▸ **Given request**
Update the records below by replacing every instance of "integer pixel" with "whole-number pixel". Leave everything else unchanged.

▸ **Records supplied**

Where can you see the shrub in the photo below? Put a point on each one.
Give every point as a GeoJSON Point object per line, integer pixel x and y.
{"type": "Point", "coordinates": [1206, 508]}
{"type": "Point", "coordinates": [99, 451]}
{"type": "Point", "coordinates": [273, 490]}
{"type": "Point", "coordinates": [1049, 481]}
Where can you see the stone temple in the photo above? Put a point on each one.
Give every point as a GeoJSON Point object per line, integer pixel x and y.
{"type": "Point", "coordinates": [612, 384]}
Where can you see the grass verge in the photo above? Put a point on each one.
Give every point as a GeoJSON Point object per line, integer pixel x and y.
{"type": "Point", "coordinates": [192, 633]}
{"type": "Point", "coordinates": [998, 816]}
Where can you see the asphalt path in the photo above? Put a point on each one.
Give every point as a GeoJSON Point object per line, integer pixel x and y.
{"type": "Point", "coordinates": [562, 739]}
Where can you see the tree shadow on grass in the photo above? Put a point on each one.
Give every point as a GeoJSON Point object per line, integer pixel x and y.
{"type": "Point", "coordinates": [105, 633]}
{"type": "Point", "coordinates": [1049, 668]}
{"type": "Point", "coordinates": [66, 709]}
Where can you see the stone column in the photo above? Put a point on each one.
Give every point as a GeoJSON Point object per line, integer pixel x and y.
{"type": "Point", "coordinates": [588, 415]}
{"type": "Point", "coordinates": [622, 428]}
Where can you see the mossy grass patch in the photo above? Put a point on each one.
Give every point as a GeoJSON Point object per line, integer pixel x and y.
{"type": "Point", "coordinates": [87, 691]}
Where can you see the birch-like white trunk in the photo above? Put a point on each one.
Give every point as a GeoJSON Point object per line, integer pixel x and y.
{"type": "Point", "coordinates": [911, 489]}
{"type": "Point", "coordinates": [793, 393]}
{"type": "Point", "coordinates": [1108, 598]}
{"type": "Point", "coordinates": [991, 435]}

▸ **Task result**
Where can you see the shrub in the photo below? Put a point on each one.
Give every point as a GeoJSON Point object per line, whole-number pixel x and y.
{"type": "Point", "coordinates": [1206, 508]}
{"type": "Point", "coordinates": [99, 451]}
{"type": "Point", "coordinates": [273, 490]}
{"type": "Point", "coordinates": [1049, 481]}
Where can you see the stone temple in the photo above? Put a point on each one.
Give every point as a GeoJSON Point object per line, whole-number pixel x and y.
{"type": "Point", "coordinates": [612, 384]}
Where can you see the grass verge in the photo above? Put a point on each one.
Give every point as a GeoJSON Point object per line, whole-number pixel x and y.
{"type": "Point", "coordinates": [192, 633]}
{"type": "Point", "coordinates": [998, 816]}
Where can you see the asphalt path in the photo above? Put a point on each one.
Give every point as a GeoJSON Point object per line, whole-number pixel x and y.
{"type": "Point", "coordinates": [562, 739]}
Where can you see the tree shadow on grass in the photo above? Put a point on each one.
Give every point as a GeoJSON Point object per line, whole-number pixel x and y.
{"type": "Point", "coordinates": [105, 633]}
{"type": "Point", "coordinates": [1049, 668]}
{"type": "Point", "coordinates": [66, 709]}
Where can you see the stone column in the photo above? Put a point on each one.
Give every point as a GeoJSON Point object per line, whole-number pixel x and y.
{"type": "Point", "coordinates": [588, 415]}
{"type": "Point", "coordinates": [622, 428]}
Where can you see the mossy grass patch in the photo above? Put a point on each one.
Give every point as a GeoJSON Point object per line, whole-number pixel x and y.
{"type": "Point", "coordinates": [87, 691]}
Where can you see the birch-like white trunk in the photo above? Put a point on each one.
Give every point as a GeoJSON Point object per line, whole-number pixel x and y.
{"type": "Point", "coordinates": [911, 489]}
{"type": "Point", "coordinates": [793, 393]}
{"type": "Point", "coordinates": [1108, 598]}
{"type": "Point", "coordinates": [991, 435]}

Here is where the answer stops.